-- Start RECORD EXTRACTS --

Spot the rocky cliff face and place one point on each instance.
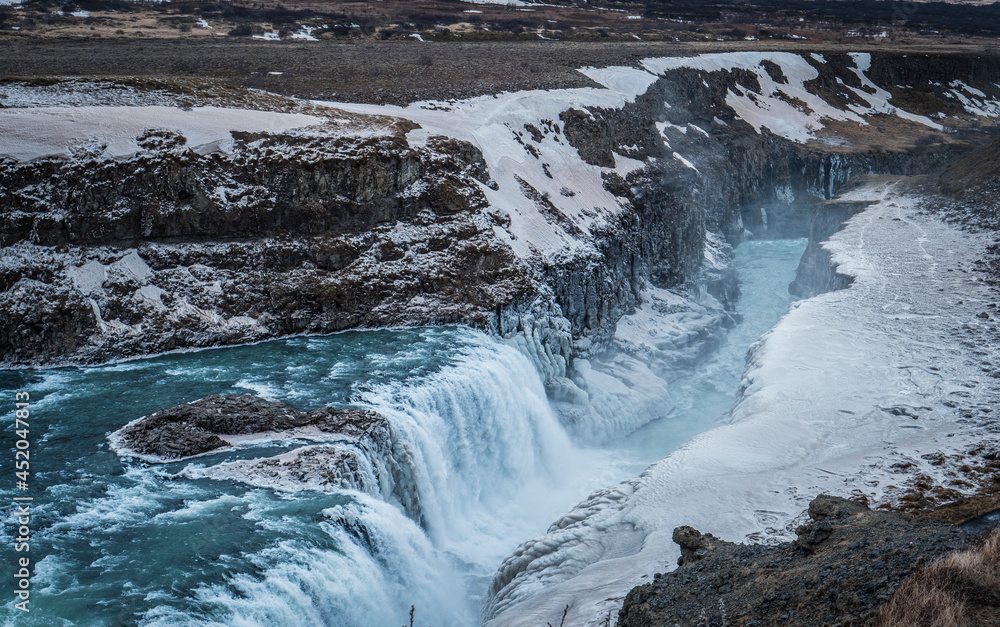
(846, 563)
(357, 223)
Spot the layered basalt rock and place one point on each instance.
(355, 448)
(845, 564)
(200, 426)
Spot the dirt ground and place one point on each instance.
(376, 71)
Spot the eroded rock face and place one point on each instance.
(198, 427)
(846, 563)
(356, 449)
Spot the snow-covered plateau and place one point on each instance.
(590, 233)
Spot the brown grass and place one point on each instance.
(939, 595)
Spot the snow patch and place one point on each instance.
(33, 133)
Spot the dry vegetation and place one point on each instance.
(961, 590)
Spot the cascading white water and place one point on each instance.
(489, 461)
(480, 432)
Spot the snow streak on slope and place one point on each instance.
(845, 386)
(786, 107)
(111, 131)
(553, 198)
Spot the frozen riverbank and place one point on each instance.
(847, 394)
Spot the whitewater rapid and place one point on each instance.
(490, 463)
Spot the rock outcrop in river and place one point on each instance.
(356, 448)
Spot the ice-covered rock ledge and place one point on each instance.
(853, 392)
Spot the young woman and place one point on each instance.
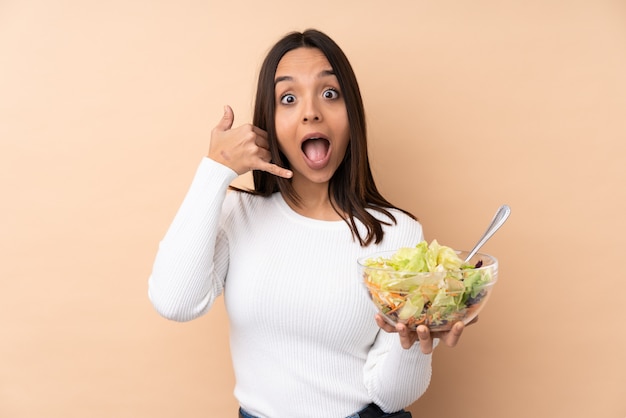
(305, 341)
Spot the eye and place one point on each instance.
(288, 99)
(330, 94)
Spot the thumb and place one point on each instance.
(227, 120)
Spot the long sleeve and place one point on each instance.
(396, 377)
(190, 265)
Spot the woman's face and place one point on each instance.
(311, 116)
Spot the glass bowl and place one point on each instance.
(436, 299)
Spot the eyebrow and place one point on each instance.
(325, 73)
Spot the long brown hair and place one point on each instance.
(352, 186)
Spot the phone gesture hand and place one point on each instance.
(243, 148)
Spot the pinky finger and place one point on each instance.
(276, 170)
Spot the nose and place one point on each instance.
(311, 112)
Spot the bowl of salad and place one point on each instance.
(428, 284)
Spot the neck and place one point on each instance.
(315, 202)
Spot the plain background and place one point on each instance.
(106, 109)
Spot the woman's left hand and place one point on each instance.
(423, 334)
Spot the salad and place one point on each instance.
(427, 284)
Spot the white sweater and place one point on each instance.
(303, 338)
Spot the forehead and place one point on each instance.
(302, 60)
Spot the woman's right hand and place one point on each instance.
(243, 148)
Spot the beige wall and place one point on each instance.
(106, 108)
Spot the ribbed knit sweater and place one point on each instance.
(303, 338)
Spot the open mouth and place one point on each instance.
(316, 149)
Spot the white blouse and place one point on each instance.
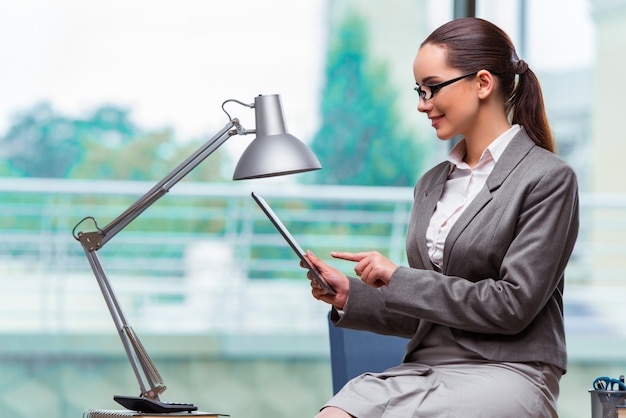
(461, 188)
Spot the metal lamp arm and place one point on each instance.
(148, 377)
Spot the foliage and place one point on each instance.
(361, 141)
(105, 145)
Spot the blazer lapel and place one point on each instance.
(515, 152)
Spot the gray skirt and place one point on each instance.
(459, 386)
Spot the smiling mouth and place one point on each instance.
(435, 120)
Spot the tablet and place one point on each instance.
(291, 241)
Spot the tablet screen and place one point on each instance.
(291, 241)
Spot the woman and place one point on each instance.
(490, 235)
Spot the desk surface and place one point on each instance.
(111, 413)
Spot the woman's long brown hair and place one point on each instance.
(474, 44)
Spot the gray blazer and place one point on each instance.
(500, 290)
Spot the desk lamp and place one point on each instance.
(273, 152)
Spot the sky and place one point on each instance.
(173, 63)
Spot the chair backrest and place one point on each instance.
(355, 352)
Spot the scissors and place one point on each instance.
(608, 383)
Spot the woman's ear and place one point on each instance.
(486, 84)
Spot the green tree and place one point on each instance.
(361, 140)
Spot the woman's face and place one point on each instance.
(452, 109)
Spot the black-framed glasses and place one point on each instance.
(427, 91)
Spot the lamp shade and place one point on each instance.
(273, 152)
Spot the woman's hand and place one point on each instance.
(335, 279)
(372, 267)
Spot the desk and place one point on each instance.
(110, 413)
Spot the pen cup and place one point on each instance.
(604, 402)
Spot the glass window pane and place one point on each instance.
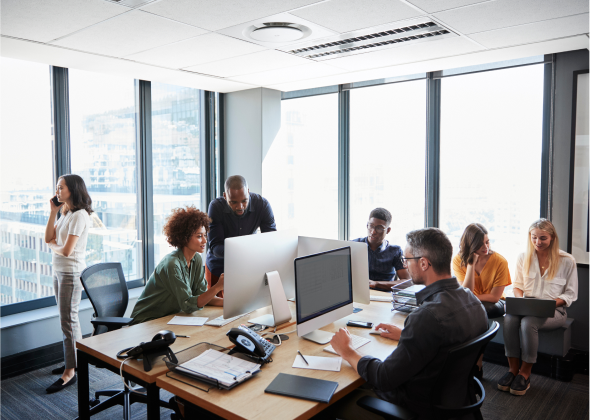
(102, 129)
(300, 170)
(27, 180)
(491, 139)
(175, 155)
(387, 156)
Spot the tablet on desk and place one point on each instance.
(543, 308)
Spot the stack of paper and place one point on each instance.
(195, 321)
(220, 321)
(214, 365)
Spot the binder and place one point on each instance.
(302, 387)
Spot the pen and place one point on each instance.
(303, 357)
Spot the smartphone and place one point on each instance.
(57, 203)
(360, 324)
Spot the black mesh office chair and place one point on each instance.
(450, 390)
(106, 288)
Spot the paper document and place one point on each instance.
(381, 298)
(219, 366)
(220, 321)
(318, 363)
(195, 321)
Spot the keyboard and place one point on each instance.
(357, 342)
(220, 321)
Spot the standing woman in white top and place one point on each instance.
(67, 239)
(543, 272)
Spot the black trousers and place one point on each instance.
(494, 310)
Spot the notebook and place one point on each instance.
(302, 387)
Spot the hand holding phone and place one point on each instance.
(360, 324)
(55, 202)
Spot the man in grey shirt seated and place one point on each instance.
(448, 315)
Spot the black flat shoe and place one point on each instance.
(505, 382)
(60, 370)
(520, 385)
(59, 385)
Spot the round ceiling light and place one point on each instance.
(277, 32)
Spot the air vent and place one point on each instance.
(372, 40)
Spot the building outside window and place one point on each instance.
(304, 192)
(176, 155)
(26, 172)
(490, 155)
(387, 156)
(103, 152)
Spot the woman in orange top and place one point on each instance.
(482, 270)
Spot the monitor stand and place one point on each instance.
(280, 307)
(319, 336)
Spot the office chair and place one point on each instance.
(461, 358)
(105, 286)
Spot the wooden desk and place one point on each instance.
(104, 348)
(249, 401)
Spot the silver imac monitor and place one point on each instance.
(323, 289)
(256, 267)
(360, 262)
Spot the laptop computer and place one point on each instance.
(543, 308)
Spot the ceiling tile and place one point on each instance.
(305, 71)
(251, 63)
(406, 54)
(198, 50)
(46, 20)
(504, 13)
(219, 14)
(535, 32)
(129, 33)
(432, 6)
(350, 15)
(476, 58)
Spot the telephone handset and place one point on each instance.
(160, 345)
(250, 343)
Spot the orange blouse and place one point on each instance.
(494, 274)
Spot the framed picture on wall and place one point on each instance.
(579, 220)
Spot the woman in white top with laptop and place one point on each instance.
(67, 239)
(543, 272)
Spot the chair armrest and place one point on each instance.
(111, 322)
(385, 409)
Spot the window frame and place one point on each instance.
(59, 83)
(433, 114)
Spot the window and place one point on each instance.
(491, 139)
(27, 181)
(175, 155)
(387, 156)
(103, 152)
(304, 195)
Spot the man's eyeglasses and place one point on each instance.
(405, 260)
(378, 228)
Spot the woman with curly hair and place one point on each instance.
(178, 282)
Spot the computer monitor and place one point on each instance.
(360, 262)
(323, 289)
(256, 266)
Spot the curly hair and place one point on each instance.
(183, 223)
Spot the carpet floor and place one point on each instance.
(23, 397)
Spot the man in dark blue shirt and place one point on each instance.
(238, 213)
(448, 315)
(384, 259)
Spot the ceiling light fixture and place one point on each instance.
(277, 32)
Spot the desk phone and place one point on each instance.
(250, 343)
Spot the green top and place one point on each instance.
(172, 288)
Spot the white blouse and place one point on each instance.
(563, 286)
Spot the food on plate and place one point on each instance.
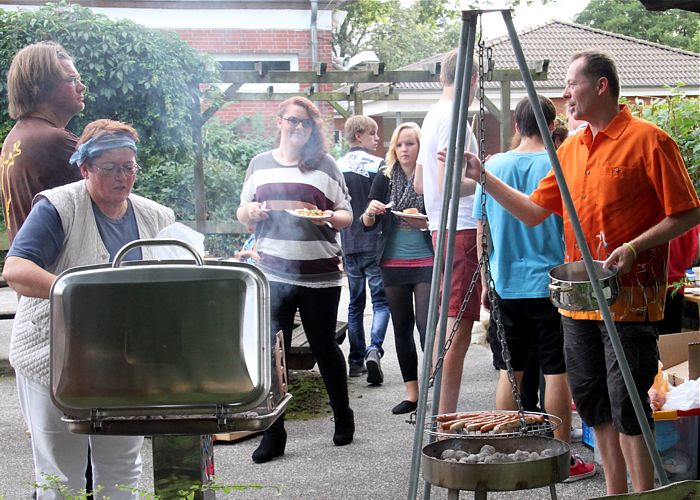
(309, 212)
(485, 421)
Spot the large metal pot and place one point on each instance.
(570, 287)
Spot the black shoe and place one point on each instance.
(374, 368)
(404, 406)
(273, 442)
(344, 428)
(358, 371)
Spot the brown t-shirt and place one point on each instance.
(34, 157)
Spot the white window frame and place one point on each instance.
(292, 59)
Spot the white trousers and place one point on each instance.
(116, 460)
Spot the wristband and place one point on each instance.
(631, 248)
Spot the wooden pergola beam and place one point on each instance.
(354, 76)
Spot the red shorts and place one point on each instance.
(464, 265)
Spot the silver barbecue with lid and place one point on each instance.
(165, 347)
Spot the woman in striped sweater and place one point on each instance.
(299, 255)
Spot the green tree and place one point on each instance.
(401, 33)
(134, 74)
(398, 34)
(675, 28)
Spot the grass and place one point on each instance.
(310, 397)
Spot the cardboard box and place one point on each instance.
(677, 440)
(680, 355)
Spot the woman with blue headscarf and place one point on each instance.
(78, 224)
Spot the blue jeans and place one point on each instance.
(361, 268)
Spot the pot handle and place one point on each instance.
(156, 242)
(558, 288)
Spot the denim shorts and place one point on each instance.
(595, 377)
(529, 323)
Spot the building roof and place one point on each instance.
(640, 63)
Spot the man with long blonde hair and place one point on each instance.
(44, 92)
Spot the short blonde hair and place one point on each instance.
(391, 159)
(358, 125)
(448, 68)
(104, 126)
(34, 73)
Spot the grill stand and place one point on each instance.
(185, 462)
(454, 163)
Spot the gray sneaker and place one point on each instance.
(374, 368)
(357, 371)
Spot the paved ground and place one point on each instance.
(375, 466)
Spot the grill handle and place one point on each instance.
(153, 243)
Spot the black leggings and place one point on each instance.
(318, 308)
(400, 298)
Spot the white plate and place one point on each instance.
(409, 216)
(310, 217)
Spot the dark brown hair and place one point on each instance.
(316, 147)
(34, 72)
(600, 65)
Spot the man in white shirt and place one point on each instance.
(435, 135)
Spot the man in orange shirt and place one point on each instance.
(632, 194)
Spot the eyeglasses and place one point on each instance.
(294, 122)
(112, 169)
(73, 80)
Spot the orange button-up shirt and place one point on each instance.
(622, 182)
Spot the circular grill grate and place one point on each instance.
(544, 425)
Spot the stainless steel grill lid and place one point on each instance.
(160, 339)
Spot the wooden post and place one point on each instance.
(200, 202)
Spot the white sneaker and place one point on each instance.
(576, 434)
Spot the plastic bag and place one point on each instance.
(657, 393)
(179, 231)
(684, 397)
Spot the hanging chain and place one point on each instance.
(484, 261)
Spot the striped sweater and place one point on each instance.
(293, 250)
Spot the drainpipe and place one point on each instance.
(314, 34)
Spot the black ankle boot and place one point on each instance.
(273, 442)
(344, 428)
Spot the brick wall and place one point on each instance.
(236, 41)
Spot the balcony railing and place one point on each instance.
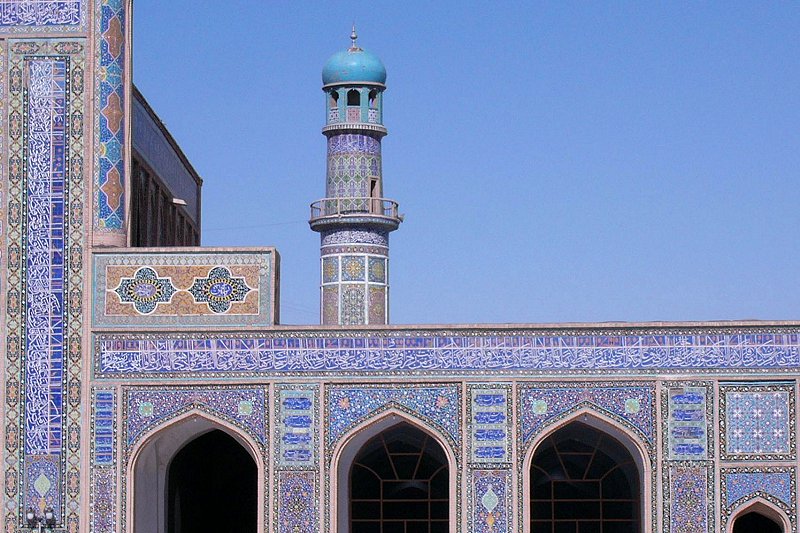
(331, 207)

-- End RECORD EXTRACTS --

■ WHAT IS NEEDED ■
Starting at the line containing "Spot the woman with blue", write out each line through the last one in the listing above, inclusive, and nothing else. Pictures are excluded from the copy.

■ TASK RESULT ■
Spot the woman with blue headscarf and place one point on each instance.
(78, 224)
Spot the blue jeans and place one point on each instance.
(361, 268)
Spot the pot handle and place one point on each instance.
(156, 242)
(558, 288)
Spot the denim shorts and place one point on each instance.
(595, 377)
(529, 323)
Spot the building roof and place one point on each instance.
(640, 63)
Spot the man with long blonde hair and place one point on each instance.
(44, 92)
Spot the short blonde hair and place one point on each instance.
(391, 159)
(358, 125)
(448, 68)
(104, 126)
(34, 73)
Spot the grill stand and place one point on each instance.
(185, 462)
(454, 163)
Spot the gray sneaker and place one point on each instance.
(374, 368)
(357, 371)
Spot the paved ground and place one point on each instance.
(375, 466)
Spot the grill handle and place one point on each instance.
(153, 243)
Spot the black leggings and place one point on each instance.
(318, 308)
(400, 298)
Spot the white plate and place one point on each instance.
(409, 216)
(310, 217)
Spot the dark brown hair and place one point on each instance.
(316, 147)
(34, 72)
(600, 65)
Spot the man in white shirt and place one point on each instance.
(435, 135)
Spot the man in orange shirt and place one point on each instance.
(632, 194)
Spot the eyeglasses and place one point on each instance.
(294, 122)
(112, 169)
(73, 80)
Spot the orange button-up shirt and place one point on each instance.
(622, 182)
Spot the circular grill grate and place one point on each instance.
(544, 425)
Spot the stainless steel grill lid and place one point on each instance.
(160, 339)
Spot the wooden post and place one point on each instance.
(200, 202)
Spot the white sneaker and place one point on each instance.
(576, 434)
Spot the plastic bag and place one point on each instance.
(657, 393)
(179, 231)
(684, 397)
Spot the hanging chain and place one point on each instance.
(484, 261)
Spot the striped sweater and place one point on each instance.
(293, 250)
Spot the drainpipe and place one point on each instance.
(314, 34)
Spot the black ankle boot and place one point on each instance.
(273, 442)
(344, 428)
Spot the brick wall and place one point on each instance.
(236, 41)
Spot the balcony railing and place one point on each instance.
(331, 207)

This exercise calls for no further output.